### Required work
1. In the token embeddings card, what is the practice of sharing the embedding table's weights with the output head called?
2. Translate this sentence from the token embeddings card into Spanish: "It converts discrete IDs into vectors, receives its positional signal here, and hands the result to the first layer."

Start of Document segment

The Transformer Block

Token Embeddings

The first layer of a transformer. It looks up a vector for each token ID and adds a positional encoding to form the input the rest of the model reads.

Card 18 of LLMs Visual Card

Part I ended with the embedding matrix as a lookup table. This card puts it in place as the first thing a transformer actually does with an input, and adds the one step that the earlier view left out.

The flow on the card is short. The word “cat” is tokenized to the ID 4823. That ID selects row 4823 of the embedding table, which is a vector like [0.2, -0.1, 0.8, …]. Nothing here is new relative to the embedding matrix card, and that is the point: the token embedding step is exactly that lookup, now positioned as layer zero of the model.

The new piece is the addition below the arrow. The token vector is added to a positional encoding for that slot, and the sum is what enters the first transformer layer. The reason this addition exists is covered in the next card, but the mechanical fact is worth fixing now: the input to the stack is not the token vector alone, it is the token vector plus a signal for where the token sits.

The card also flags a design choice that is easy to miss. The embedding table is often shared with the output head, the layer at the very end that turns vectors back into token probabilities. Using the same weights for both is called weight tying. It saves a large block of parameters, since that matrix is big, and the card notes it costs a little in loss. Many models accept that trade because the parameter saving is real and the quality gap is small.

So the token embedding is both a beginning and, through tying, connected to the end. It converts discrete IDs into vectors, receives its positional signal here, and hands the result to the first layer. The next several cards stay on that positional signal before moving into attention itself.

End of Document segment
Start of Available data

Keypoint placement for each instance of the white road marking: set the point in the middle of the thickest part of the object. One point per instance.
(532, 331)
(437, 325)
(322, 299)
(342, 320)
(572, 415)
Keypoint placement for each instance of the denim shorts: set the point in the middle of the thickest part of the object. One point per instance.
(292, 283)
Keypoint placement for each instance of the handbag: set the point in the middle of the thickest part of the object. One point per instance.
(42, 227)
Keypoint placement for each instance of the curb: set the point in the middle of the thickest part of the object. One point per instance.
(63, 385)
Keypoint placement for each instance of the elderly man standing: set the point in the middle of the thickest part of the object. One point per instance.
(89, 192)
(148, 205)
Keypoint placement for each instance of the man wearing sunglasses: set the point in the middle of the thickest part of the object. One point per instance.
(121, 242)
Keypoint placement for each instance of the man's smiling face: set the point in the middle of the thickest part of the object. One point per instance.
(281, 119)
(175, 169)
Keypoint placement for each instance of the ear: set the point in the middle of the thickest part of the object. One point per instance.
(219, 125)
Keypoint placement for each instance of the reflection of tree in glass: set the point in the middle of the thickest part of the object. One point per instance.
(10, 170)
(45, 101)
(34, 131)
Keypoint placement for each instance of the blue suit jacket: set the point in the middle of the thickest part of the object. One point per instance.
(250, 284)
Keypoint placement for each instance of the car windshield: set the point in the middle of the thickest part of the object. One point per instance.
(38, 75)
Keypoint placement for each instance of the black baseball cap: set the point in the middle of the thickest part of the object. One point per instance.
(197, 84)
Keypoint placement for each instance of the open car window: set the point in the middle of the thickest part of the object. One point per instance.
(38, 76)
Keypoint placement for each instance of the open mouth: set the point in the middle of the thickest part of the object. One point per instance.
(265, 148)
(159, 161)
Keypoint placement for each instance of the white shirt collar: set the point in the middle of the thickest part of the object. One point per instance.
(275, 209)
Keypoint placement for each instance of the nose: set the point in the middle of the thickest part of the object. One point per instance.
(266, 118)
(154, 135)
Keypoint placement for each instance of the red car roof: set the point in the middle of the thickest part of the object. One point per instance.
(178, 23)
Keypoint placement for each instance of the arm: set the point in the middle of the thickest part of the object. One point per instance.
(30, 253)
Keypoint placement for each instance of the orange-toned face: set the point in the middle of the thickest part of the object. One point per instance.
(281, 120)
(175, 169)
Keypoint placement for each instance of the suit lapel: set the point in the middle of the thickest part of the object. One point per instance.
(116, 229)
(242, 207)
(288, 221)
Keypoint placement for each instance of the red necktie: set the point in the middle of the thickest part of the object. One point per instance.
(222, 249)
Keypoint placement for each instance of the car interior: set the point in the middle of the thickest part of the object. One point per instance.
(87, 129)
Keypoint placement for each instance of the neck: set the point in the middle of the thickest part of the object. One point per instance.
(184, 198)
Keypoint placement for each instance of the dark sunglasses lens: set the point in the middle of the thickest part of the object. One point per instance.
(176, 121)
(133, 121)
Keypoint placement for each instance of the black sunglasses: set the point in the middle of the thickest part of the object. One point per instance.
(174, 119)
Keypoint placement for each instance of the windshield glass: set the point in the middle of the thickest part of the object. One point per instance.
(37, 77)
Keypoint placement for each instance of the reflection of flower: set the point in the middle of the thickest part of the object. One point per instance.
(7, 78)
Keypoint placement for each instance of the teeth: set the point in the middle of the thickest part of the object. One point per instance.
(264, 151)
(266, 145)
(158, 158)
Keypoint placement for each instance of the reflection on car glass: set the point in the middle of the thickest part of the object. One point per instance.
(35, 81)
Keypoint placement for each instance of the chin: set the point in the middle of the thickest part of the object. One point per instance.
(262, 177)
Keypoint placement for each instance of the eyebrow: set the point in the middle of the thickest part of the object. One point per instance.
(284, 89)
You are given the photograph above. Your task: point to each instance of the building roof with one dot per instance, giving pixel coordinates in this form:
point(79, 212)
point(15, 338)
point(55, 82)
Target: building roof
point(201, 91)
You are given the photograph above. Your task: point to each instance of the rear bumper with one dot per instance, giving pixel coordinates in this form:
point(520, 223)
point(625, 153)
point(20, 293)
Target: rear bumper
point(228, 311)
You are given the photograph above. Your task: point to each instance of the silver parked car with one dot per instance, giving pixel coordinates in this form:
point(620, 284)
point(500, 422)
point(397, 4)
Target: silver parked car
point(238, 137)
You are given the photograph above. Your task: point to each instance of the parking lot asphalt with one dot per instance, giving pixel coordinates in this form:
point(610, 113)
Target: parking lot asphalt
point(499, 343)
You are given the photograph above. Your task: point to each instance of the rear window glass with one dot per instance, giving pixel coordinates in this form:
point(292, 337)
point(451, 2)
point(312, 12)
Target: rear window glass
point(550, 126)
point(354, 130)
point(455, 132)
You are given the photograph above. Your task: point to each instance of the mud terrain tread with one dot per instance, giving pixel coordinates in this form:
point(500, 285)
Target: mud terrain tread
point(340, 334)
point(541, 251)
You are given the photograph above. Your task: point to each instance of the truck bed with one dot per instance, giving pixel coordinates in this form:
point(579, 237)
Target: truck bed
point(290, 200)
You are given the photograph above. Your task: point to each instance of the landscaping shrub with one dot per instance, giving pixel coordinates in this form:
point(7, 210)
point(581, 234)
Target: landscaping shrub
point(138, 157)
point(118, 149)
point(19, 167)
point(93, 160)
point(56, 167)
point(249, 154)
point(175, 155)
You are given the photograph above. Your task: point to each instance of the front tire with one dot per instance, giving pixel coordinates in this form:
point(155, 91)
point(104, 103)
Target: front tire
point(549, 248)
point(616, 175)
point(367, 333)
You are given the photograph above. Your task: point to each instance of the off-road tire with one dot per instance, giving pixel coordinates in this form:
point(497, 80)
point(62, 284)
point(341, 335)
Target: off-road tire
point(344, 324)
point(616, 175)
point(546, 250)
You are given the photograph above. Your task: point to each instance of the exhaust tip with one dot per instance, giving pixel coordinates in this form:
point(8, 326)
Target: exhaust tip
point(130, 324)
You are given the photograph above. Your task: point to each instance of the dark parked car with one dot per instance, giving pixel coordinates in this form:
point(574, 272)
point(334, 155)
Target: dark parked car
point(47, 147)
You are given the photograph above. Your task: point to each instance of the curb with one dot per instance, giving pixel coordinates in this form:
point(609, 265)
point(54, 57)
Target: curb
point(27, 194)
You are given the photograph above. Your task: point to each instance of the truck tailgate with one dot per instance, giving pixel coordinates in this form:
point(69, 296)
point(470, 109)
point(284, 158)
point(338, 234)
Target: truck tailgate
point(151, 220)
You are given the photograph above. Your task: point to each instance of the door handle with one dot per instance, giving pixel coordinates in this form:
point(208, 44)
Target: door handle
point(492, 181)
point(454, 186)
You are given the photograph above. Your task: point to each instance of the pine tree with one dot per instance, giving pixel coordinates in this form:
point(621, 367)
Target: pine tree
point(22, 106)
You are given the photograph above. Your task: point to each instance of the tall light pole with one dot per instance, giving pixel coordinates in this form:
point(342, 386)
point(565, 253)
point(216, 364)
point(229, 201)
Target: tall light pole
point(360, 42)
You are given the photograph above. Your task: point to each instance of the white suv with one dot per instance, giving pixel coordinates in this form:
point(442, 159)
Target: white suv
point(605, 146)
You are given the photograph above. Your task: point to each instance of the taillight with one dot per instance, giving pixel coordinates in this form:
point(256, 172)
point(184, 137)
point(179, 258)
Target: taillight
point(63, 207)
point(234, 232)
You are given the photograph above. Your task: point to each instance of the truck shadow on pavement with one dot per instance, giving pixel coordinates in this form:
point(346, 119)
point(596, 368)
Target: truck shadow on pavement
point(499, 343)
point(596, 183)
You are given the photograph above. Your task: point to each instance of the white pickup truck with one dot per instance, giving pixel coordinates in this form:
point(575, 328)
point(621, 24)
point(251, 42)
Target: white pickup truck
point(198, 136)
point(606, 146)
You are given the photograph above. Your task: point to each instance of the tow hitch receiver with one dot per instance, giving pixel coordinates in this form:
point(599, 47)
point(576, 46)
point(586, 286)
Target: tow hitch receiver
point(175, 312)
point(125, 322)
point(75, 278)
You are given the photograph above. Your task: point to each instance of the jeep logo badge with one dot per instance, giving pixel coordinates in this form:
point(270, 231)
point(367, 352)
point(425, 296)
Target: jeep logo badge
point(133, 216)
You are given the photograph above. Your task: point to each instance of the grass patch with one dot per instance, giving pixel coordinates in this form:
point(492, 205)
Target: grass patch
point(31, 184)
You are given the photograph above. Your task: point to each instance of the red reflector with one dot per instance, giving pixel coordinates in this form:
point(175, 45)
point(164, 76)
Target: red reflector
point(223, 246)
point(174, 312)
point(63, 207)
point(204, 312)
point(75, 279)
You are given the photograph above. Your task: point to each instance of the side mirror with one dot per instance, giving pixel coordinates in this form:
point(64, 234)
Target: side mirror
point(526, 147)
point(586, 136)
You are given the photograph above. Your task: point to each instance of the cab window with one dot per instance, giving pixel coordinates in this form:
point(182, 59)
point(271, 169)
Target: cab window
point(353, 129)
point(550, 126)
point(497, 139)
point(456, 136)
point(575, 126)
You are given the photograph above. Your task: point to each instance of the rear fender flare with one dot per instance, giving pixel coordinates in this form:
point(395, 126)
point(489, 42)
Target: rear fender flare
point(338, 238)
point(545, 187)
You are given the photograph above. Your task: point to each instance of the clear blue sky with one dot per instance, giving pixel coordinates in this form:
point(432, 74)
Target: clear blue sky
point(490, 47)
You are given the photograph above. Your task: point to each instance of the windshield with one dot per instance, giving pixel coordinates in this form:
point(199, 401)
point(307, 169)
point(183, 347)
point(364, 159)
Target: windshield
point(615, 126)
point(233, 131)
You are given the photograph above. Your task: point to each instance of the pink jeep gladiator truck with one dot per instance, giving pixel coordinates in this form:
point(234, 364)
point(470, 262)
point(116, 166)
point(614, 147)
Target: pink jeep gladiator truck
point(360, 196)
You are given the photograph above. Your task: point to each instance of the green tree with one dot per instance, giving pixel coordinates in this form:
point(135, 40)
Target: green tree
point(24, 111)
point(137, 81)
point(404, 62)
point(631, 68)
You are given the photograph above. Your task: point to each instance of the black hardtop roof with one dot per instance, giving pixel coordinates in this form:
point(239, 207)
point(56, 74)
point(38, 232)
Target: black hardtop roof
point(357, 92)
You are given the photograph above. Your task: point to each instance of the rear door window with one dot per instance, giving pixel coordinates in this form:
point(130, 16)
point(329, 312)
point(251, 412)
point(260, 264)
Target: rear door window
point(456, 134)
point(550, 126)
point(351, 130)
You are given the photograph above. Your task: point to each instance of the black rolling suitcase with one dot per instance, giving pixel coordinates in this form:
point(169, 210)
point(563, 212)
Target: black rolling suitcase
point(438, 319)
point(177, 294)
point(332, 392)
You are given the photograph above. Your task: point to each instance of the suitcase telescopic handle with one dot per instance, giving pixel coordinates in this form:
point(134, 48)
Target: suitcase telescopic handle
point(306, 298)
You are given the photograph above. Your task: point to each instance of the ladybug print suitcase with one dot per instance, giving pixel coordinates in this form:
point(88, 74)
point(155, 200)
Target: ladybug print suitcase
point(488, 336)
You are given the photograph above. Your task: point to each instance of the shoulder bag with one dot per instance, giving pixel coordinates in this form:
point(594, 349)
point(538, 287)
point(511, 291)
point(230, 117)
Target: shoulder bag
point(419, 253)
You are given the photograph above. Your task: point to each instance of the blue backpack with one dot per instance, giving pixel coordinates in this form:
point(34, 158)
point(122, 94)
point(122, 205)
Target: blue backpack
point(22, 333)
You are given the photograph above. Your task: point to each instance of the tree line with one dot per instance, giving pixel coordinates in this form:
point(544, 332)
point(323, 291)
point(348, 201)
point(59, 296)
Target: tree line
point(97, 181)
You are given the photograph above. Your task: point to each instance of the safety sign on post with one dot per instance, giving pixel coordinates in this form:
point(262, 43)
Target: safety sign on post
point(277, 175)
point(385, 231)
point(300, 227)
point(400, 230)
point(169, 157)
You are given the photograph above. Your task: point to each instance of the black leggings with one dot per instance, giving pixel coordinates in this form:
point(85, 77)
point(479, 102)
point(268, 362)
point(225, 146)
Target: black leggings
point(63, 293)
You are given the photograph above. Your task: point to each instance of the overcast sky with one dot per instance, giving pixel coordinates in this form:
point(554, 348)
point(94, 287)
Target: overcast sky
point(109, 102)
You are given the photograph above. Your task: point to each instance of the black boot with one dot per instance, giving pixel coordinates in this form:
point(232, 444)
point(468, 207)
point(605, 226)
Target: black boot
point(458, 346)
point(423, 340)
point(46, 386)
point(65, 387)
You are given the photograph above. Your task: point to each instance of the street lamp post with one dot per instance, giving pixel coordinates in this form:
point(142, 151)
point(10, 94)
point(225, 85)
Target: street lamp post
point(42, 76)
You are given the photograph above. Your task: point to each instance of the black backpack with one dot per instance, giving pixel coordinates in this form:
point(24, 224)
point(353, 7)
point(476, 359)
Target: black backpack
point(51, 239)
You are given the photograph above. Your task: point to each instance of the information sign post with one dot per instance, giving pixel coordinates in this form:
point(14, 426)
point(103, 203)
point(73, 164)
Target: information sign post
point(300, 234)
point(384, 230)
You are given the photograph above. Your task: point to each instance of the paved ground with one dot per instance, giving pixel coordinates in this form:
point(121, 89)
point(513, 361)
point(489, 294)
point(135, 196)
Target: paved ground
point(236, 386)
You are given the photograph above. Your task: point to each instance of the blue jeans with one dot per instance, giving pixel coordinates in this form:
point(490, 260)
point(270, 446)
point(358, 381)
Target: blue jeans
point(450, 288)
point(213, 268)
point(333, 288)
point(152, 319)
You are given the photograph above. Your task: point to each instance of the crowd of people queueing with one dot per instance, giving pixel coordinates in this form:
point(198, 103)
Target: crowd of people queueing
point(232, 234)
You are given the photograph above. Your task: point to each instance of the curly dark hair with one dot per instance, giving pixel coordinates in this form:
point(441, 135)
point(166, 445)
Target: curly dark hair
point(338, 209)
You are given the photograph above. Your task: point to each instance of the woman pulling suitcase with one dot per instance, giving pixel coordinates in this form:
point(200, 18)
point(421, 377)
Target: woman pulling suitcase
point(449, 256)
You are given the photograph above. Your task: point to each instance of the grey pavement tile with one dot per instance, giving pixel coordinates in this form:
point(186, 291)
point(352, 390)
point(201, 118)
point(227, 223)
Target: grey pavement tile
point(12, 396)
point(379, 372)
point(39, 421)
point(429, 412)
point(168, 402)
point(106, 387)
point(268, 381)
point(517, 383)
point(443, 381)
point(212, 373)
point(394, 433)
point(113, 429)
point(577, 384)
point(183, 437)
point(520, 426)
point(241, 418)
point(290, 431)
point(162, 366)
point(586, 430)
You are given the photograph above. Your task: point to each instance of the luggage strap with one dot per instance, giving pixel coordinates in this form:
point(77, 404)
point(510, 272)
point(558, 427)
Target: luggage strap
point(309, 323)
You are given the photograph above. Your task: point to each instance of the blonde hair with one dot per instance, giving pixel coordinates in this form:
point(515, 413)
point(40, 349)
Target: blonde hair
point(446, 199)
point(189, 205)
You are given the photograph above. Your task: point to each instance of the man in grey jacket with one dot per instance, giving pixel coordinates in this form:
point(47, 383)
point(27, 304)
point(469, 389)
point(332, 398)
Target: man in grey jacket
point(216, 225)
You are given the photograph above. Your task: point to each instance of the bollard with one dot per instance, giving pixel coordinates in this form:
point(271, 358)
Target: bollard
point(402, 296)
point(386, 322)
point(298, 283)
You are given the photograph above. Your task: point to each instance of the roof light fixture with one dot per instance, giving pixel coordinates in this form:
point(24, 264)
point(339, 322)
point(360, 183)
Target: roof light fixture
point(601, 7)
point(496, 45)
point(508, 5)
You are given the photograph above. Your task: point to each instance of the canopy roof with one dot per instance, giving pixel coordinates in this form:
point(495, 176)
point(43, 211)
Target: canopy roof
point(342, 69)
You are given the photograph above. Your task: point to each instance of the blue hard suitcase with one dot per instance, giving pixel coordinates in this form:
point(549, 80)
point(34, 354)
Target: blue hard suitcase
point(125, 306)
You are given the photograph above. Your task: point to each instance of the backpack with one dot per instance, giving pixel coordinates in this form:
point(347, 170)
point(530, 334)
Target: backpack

End of Available data

### Answers to each task
1. Weight tying.

2. Convierte los ID discretos en vectores, recibe aquí su señal posicional y entrega el resultado a la primera capa.